+++ INFORMATION PROVIDED +++
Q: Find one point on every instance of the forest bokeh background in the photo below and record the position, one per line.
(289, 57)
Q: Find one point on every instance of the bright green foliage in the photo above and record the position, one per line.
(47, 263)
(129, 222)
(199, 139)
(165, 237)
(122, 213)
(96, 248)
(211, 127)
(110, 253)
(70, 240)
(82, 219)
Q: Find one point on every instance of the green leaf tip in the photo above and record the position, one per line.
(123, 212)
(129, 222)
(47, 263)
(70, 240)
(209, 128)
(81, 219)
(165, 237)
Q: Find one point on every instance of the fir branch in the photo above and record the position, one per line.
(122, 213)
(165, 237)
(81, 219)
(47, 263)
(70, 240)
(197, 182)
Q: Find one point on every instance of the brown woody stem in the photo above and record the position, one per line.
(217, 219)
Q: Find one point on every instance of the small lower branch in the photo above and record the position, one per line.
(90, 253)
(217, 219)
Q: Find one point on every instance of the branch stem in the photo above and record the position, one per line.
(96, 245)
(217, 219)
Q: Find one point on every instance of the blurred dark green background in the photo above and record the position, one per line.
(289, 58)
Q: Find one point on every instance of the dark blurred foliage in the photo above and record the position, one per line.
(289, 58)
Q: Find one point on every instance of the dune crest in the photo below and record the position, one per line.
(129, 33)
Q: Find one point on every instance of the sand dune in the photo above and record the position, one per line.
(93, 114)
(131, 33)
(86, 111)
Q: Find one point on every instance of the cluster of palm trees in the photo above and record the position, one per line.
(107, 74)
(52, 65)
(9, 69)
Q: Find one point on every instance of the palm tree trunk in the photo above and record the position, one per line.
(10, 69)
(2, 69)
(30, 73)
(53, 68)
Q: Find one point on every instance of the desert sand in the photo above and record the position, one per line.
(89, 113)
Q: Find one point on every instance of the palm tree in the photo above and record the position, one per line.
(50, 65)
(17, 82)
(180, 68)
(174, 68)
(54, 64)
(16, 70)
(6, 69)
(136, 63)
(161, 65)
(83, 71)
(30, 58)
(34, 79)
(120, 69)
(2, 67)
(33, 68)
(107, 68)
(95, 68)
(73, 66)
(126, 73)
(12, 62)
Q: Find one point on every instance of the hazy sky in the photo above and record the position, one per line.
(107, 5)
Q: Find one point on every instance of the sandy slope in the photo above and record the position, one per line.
+++
Restate the data above in full, keeping every word as it is.

RESULT OF THE TASK:
Q: Find one point on every instance of the forest bokeh background in the photo below and record the position, one per line.
(289, 57)
Q: Find one point on every instance of the bright green foliage in the photo above and record the position, one per line.
(47, 263)
(129, 222)
(199, 139)
(165, 237)
(122, 213)
(96, 248)
(211, 127)
(110, 253)
(70, 240)
(82, 219)
Q: Find one point on every instance of the green leaf tip in the photo above and record the position, one per line.
(123, 212)
(129, 222)
(47, 263)
(70, 240)
(209, 128)
(81, 219)
(165, 237)
Q: Find one point on every instance of the fir branch in the photo above and record the position, one per line.
(122, 213)
(165, 237)
(81, 219)
(47, 263)
(70, 240)
(197, 182)
Q: Find one point on every instance of the brown woody stem in the photo above and record the position, one per line.
(217, 219)
Q: Find one point on every instance of the small lower branch in the photo above and record the position, one per line.
(90, 253)
(217, 219)
Q: Find one point on every instance of the branch stem in the photo above and record the position, one per line.
(96, 245)
(217, 219)
Q: Find one point on every instance of the blurred dark green background in the photo above and record the position, one per line.
(289, 58)
Q: Find one point on every instance of the dark blurred foliage in the photo above and record the position, one per line.
(289, 58)
Q: Find one point on every instance of the dune crest in the photo below and record the position, one per line.
(129, 33)
Q: Find one point on every instance of the sand dune in the photo above and record the position, one per line.
(93, 114)
(131, 33)
(86, 111)
Q: Find one point on every instance of the cluster of palm trees in the photo above and record the position, one per line.
(107, 74)
(52, 65)
(9, 69)
Q: Find one point on every instance of the palm tree trunk in the photo above and record the position, one per line.
(10, 69)
(2, 69)
(30, 73)
(53, 68)
Q: Find one point on every instance of the desert sand in the photo above and record the position, one per line.
(89, 113)
Q: Find one point on every instance of the palm tree in the photo above and record the position, one per line.
(50, 65)
(17, 82)
(180, 68)
(174, 68)
(54, 64)
(16, 70)
(6, 69)
(136, 63)
(161, 65)
(83, 71)
(30, 58)
(34, 79)
(120, 69)
(2, 67)
(33, 68)
(107, 68)
(95, 68)
(73, 66)
(126, 73)
(12, 62)
Q: Find one point on every instance of the hazy sky in the photo above and record the position, one per line.
(107, 5)
Q: Find one point on every instance of the sandy slope in the photo above and record the position, one per line.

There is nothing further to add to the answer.